▶ STUDY MATERIAL
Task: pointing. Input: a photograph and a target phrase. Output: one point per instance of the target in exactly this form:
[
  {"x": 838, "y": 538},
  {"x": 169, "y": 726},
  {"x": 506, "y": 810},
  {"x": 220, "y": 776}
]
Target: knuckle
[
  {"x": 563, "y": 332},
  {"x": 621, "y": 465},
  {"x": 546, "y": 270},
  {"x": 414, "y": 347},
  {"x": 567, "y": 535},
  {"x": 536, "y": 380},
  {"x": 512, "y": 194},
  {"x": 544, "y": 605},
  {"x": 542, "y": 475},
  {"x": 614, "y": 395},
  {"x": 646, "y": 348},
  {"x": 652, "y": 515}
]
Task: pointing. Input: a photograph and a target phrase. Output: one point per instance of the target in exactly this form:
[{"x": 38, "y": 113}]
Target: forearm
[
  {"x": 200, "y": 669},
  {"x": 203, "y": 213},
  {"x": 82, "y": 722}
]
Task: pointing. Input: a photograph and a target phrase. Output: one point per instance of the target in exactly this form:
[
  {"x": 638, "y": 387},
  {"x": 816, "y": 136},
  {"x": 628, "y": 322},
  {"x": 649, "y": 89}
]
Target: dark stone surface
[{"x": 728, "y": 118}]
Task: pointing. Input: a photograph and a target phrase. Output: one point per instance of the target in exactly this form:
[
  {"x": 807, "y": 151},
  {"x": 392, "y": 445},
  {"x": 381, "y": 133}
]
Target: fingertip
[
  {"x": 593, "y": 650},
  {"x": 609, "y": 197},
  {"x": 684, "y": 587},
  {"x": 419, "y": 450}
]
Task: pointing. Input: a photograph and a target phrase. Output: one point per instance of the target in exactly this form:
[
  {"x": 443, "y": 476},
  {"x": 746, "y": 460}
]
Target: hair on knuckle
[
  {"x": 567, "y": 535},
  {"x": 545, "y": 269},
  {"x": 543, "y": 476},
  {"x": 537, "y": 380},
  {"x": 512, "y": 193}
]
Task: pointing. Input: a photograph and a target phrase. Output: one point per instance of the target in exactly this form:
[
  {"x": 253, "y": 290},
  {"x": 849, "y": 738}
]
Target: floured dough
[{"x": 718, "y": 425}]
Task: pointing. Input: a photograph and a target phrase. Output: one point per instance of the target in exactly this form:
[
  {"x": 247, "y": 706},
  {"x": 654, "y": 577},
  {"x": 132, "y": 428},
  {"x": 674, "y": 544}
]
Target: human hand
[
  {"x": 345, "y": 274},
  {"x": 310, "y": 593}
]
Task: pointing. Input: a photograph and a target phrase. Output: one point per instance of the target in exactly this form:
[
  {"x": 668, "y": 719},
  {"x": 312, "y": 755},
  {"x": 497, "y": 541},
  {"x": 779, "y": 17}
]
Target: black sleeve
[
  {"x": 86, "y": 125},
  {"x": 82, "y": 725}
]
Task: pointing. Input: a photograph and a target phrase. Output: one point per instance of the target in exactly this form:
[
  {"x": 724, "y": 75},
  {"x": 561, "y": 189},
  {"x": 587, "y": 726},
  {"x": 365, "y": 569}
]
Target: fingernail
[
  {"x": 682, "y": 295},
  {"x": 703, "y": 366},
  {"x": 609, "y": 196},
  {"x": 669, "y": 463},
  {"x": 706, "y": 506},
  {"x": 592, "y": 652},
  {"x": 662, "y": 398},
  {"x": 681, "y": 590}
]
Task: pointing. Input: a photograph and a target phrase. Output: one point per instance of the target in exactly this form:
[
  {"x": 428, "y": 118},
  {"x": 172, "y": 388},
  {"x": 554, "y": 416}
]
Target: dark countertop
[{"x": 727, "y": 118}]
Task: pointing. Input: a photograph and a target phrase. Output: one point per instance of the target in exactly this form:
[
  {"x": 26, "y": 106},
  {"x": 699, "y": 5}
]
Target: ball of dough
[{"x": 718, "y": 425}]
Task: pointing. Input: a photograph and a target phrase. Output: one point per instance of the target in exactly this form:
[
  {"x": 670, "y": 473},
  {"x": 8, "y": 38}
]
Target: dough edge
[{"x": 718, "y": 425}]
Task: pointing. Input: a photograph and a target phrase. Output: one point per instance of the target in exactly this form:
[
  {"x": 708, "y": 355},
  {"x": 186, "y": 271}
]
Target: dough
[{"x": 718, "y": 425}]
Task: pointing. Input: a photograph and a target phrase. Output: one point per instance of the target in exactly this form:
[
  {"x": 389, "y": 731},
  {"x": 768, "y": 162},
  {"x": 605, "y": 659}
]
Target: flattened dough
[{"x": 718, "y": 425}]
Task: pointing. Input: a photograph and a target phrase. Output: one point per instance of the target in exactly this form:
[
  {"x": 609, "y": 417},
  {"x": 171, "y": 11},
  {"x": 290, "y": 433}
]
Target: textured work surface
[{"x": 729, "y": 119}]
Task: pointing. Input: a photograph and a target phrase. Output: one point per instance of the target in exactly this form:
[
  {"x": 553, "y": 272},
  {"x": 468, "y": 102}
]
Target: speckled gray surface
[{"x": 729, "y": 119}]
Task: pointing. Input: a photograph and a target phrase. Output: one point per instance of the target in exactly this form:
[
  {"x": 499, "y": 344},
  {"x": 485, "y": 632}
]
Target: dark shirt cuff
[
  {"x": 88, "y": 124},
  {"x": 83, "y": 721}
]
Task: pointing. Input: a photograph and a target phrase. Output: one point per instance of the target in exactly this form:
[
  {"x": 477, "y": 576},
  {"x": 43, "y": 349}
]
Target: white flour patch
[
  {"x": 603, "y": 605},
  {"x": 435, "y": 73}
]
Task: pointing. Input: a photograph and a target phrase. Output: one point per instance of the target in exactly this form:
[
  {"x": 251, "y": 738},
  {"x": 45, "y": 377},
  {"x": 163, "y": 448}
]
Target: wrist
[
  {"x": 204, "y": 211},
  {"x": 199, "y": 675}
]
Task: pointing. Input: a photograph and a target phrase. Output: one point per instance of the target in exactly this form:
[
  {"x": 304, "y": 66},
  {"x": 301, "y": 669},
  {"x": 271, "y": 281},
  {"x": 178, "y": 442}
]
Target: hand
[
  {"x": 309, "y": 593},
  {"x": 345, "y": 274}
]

▶ TASK ITEM
Your reply must reproduce all records above exactly.

▶ SOLUTION FOR THIS EXERCISE
Task: pointing. Input: a photograph and a target phrase. Output: one point per instance of the target in exactly this form:
[
  {"x": 838, "y": 538},
  {"x": 169, "y": 726},
  {"x": 506, "y": 810},
  {"x": 220, "y": 776}
]
Target: knuckle
[
  {"x": 563, "y": 332},
  {"x": 621, "y": 465},
  {"x": 546, "y": 270},
  {"x": 414, "y": 347},
  {"x": 567, "y": 535},
  {"x": 536, "y": 380},
  {"x": 512, "y": 194},
  {"x": 544, "y": 605},
  {"x": 542, "y": 475},
  {"x": 614, "y": 395},
  {"x": 646, "y": 348},
  {"x": 652, "y": 515}
]
Task: pointing. Input: a photograph and a target phrase. Output: one point per instance of the target in exactly this form:
[{"x": 38, "y": 113}]
Target: forearm
[
  {"x": 200, "y": 669},
  {"x": 203, "y": 213},
  {"x": 82, "y": 722}
]
Task: pointing. Input: a photograph and a target phrase. Output: one point per instance of the target in exactly this form:
[
  {"x": 638, "y": 387},
  {"x": 816, "y": 136},
  {"x": 628, "y": 322},
  {"x": 649, "y": 89}
]
Target: dark stone surface
[{"x": 728, "y": 118}]
Task: pointing. Input: a photograph and a target phrase. Output: one point per instance of the target in exactly this form:
[
  {"x": 807, "y": 151},
  {"x": 392, "y": 445},
  {"x": 381, "y": 133}
]
Target: fingertip
[
  {"x": 593, "y": 650},
  {"x": 609, "y": 197},
  {"x": 684, "y": 587},
  {"x": 419, "y": 450}
]
Task: pointing. Input: a photograph and a target phrase. Output: one point per instance of the target in exactly this form:
[
  {"x": 443, "y": 476},
  {"x": 746, "y": 460}
]
Target: hair on knuckle
[
  {"x": 567, "y": 535},
  {"x": 545, "y": 269},
  {"x": 543, "y": 476},
  {"x": 537, "y": 380},
  {"x": 512, "y": 193}
]
Task: pointing. Input: a photograph and a target phrase. Output: one point per instance of the target in exactly this form:
[
  {"x": 253, "y": 290},
  {"x": 849, "y": 738}
]
Target: floured dough
[{"x": 718, "y": 425}]
Task: pointing. Input: a photograph and a target phrase. Output: one point per instance of the target in exactly this form:
[
  {"x": 247, "y": 706},
  {"x": 654, "y": 577},
  {"x": 132, "y": 428},
  {"x": 674, "y": 544}
]
Target: human hand
[
  {"x": 345, "y": 274},
  {"x": 310, "y": 593}
]
Task: pointing. Input: a photograph and a target phrase. Output: one point per instance of the target in exactly this form:
[
  {"x": 668, "y": 719},
  {"x": 312, "y": 755},
  {"x": 497, "y": 541},
  {"x": 779, "y": 17}
]
Target: black sleeve
[
  {"x": 86, "y": 125},
  {"x": 82, "y": 725}
]
Task: pointing. Input: a photograph and a target phrase. Output: one point per instance of the target in exactly this form:
[
  {"x": 724, "y": 75},
  {"x": 561, "y": 189},
  {"x": 587, "y": 726},
  {"x": 365, "y": 569}
]
Target: fingernail
[
  {"x": 682, "y": 295},
  {"x": 703, "y": 366},
  {"x": 609, "y": 196},
  {"x": 669, "y": 463},
  {"x": 706, "y": 506},
  {"x": 592, "y": 652},
  {"x": 662, "y": 398},
  {"x": 681, "y": 590}
]
Task: pointing. Input: a photograph and a target phrase. Output: one point per instance of the target in exactly this form:
[
  {"x": 428, "y": 118},
  {"x": 172, "y": 388},
  {"x": 554, "y": 416}
]
Target: dark countertop
[{"x": 727, "y": 118}]
Task: pointing. Input: a photograph and a target phrase. Output: one point per instance of the target in exactly this form:
[
  {"x": 26, "y": 106},
  {"x": 699, "y": 5}
]
Target: ball of dough
[{"x": 718, "y": 425}]
Task: pointing. Input: a photograph and a target phrase. Output: one point per instance of the target in exactly this form:
[
  {"x": 670, "y": 473},
  {"x": 8, "y": 38}
]
Target: dough edge
[{"x": 718, "y": 425}]
Task: pointing. Input: a photograph and a target phrase. Output: one point per instance of the target in exactly this form:
[
  {"x": 708, "y": 355},
  {"x": 186, "y": 271}
]
Target: dough
[{"x": 718, "y": 425}]
Task: pointing. Input: a photograph and a target phrase. Output: one point per instance of the target in exactly this form:
[
  {"x": 389, "y": 731},
  {"x": 768, "y": 162},
  {"x": 605, "y": 659}
]
Target: flattened dough
[{"x": 718, "y": 425}]
Task: pointing. Input: a photograph and a target phrase. Output: one point per instance of the target in exactly this form:
[
  {"x": 609, "y": 417},
  {"x": 171, "y": 11},
  {"x": 290, "y": 433}
]
Target: textured work surface
[{"x": 729, "y": 119}]
Task: pointing. Input: a photograph and a target phrase. Output: one point per instance of the target in exactly this form:
[
  {"x": 553, "y": 272},
  {"x": 468, "y": 102}
]
Target: speckled gray surface
[{"x": 729, "y": 119}]
Task: pointing. Input: a photograph and a target phrase. Output: one point per instance of the target in exactly this form:
[
  {"x": 499, "y": 344},
  {"x": 485, "y": 632}
]
Target: dark shirt cuff
[
  {"x": 88, "y": 124},
  {"x": 83, "y": 721}
]
Task: pointing. Input: a photograph and a target phrase. Output: one point per instance of the target in exactly this form:
[
  {"x": 477, "y": 576},
  {"x": 43, "y": 349}
]
Target: white flour patch
[
  {"x": 603, "y": 605},
  {"x": 435, "y": 73}
]
Task: pointing. Input: a photograph and a target phrase. Output: one point per instance of the target in exactly this form:
[
  {"x": 251, "y": 738},
  {"x": 45, "y": 377},
  {"x": 163, "y": 448}
]
Target: wrist
[
  {"x": 204, "y": 211},
  {"x": 199, "y": 675}
]
Task: pointing. Input: a photograph and a target phrase. Output: one point per instance of the target in exactly this form:
[
  {"x": 304, "y": 66},
  {"x": 301, "y": 669},
  {"x": 271, "y": 281},
  {"x": 178, "y": 442}
]
Target: hand
[
  {"x": 309, "y": 593},
  {"x": 345, "y": 274}
]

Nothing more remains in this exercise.